--- Start ---

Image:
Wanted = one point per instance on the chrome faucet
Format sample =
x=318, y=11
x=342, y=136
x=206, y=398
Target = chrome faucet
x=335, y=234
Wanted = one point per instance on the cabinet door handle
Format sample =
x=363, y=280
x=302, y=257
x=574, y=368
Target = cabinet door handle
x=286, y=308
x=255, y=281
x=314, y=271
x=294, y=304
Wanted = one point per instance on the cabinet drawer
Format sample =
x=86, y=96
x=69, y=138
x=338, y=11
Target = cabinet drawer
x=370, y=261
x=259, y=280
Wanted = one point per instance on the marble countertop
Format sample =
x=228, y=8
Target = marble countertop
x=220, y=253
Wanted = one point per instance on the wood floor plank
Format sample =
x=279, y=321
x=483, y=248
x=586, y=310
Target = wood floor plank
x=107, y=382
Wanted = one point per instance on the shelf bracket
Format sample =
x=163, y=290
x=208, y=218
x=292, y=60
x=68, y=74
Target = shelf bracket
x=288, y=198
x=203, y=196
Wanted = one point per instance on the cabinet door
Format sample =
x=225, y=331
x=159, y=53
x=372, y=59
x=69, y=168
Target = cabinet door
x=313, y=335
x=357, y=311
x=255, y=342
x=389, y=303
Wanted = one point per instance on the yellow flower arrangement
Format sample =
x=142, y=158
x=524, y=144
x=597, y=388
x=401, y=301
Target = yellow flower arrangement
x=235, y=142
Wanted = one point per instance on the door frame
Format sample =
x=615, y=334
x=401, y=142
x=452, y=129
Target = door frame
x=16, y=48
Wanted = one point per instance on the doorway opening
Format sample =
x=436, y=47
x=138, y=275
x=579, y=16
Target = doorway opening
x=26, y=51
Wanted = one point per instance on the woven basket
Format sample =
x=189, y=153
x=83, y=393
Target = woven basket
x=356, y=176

--- End ---

THE REQUEST → Copy out every one of the lines above word for word and in the same order, with no change to any number or punctuation mark.

TASK SOLUTION →
Image:
Wanted = one point per instance on the chrome faucet
Format sample =
x=318, y=11
x=342, y=136
x=206, y=398
Target = chrome faucet
x=335, y=234
Wanted = one point per instance on the cabinet door handle
Format sample =
x=363, y=280
x=302, y=257
x=574, y=368
Target = cabinet door handle
x=286, y=308
x=255, y=281
x=314, y=271
x=294, y=304
Wanted = one point per instance on the cabinet drawer
Format sample =
x=86, y=96
x=69, y=138
x=338, y=11
Target = cabinet drawer
x=370, y=261
x=259, y=280
Wanted = one point per instance on the marble countertop
Format sample =
x=228, y=8
Target = marble countertop
x=220, y=253
Wanted = one point per instance on the wood floor plank
Format sample =
x=279, y=321
x=483, y=248
x=586, y=310
Target = wood floor plank
x=107, y=382
Wanted = one point per instance on the shelf bracket
Format sample =
x=163, y=290
x=208, y=218
x=292, y=60
x=68, y=74
Target = shelf bracket
x=288, y=198
x=203, y=196
Wanted = one point per instance on the cabinet door
Format sample =
x=225, y=331
x=159, y=53
x=372, y=59
x=69, y=168
Target = cabinet door
x=313, y=335
x=357, y=311
x=255, y=342
x=389, y=303
Wanted = one point per instance on the yellow flower arrangement
Format sample =
x=142, y=158
x=524, y=144
x=597, y=388
x=401, y=301
Target = yellow flower arrangement
x=235, y=142
Wanted = one point per instance on the door frame
Format sample =
x=615, y=334
x=401, y=142
x=452, y=129
Target = door frame
x=16, y=48
Wanted = one point per instance on the doorway opening
Format sample =
x=436, y=47
x=138, y=275
x=579, y=16
Target = doorway opening
x=26, y=51
Wanted = one point per instance on the woven basket
Format sample =
x=189, y=153
x=83, y=393
Target = woven basket
x=356, y=176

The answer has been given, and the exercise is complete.